SOURCE DATA:
+++

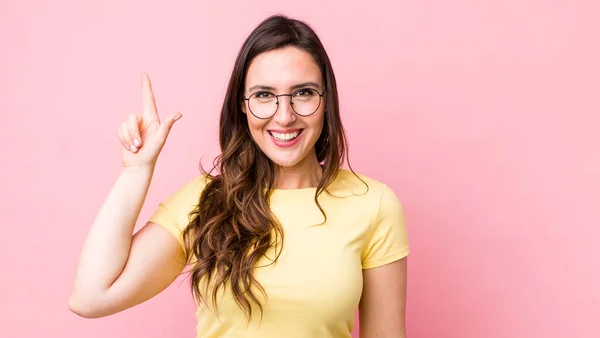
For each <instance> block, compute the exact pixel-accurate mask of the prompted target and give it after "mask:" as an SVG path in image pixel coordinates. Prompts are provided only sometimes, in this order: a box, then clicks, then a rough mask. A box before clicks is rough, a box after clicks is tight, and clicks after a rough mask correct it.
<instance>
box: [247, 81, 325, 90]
mask: <svg viewBox="0 0 600 338" xmlns="http://www.w3.org/2000/svg"><path fill="white" fill-rule="evenodd" d="M311 86H312V87H316V88H321V86H319V85H318V84H316V83H314V82H311V81H309V82H303V83H299V84H296V85H293V86H292V87H291V89H292V90H295V89H299V88H303V87H311ZM255 89H262V90H273V91H274V90H275V88H273V87H269V86H264V85H256V86H252V87H250V88H248V91H249V92H251V91H253V90H255Z"/></svg>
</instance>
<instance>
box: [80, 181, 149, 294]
mask: <svg viewBox="0 0 600 338" xmlns="http://www.w3.org/2000/svg"><path fill="white" fill-rule="evenodd" d="M152 174H153V169H140V170H124V171H123V172H122V173H121V175H120V176H119V178H118V179H117V181H116V183H115V185H114V186H113V188H112V189H111V191H110V193H109V195H108V197H107V198H106V200H105V202H104V204H103V205H102V207H101V208H100V211H99V212H98V215H97V216H96V219H95V220H94V222H93V224H92V227H91V228H90V230H89V233H88V236H87V238H86V240H85V243H84V245H83V248H82V252H81V256H80V258H79V264H78V267H77V272H76V276H75V284H74V285H73V291H72V294H75V295H79V296H80V297H84V298H87V297H96V296H98V295H100V294H102V293H104V292H106V291H107V290H108V289H109V288H110V286H111V285H112V284H113V282H114V281H115V280H116V279H117V278H118V277H119V275H120V274H121V272H122V271H123V268H124V267H125V264H126V262H127V258H128V256H129V250H130V247H131V239H132V235H133V230H134V228H135V224H136V221H137V218H138V216H139V213H140V210H141V209H142V206H143V204H144V200H145V199H146V194H147V192H148V188H149V186H150V182H151V180H152Z"/></svg>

+++

BRIEF:
Copy the items from their beginning through the line containing "box: [247, 81, 325, 90]", with both ends included. Leave the pictures out of your copy.

REPLY TO THE EXERCISE:
For each <instance> block, compute the exact pixel-accurate mask of the prompted target and give it after "mask:" as an SVG path in image pixel coordinates. Prompts are provided only sometimes, in this order: a box, then clicks, then a rough mask. A box before clicks is rough, a box after clicks is tight, and clicks after a rough mask correct it.
<instance>
box: [247, 81, 325, 90]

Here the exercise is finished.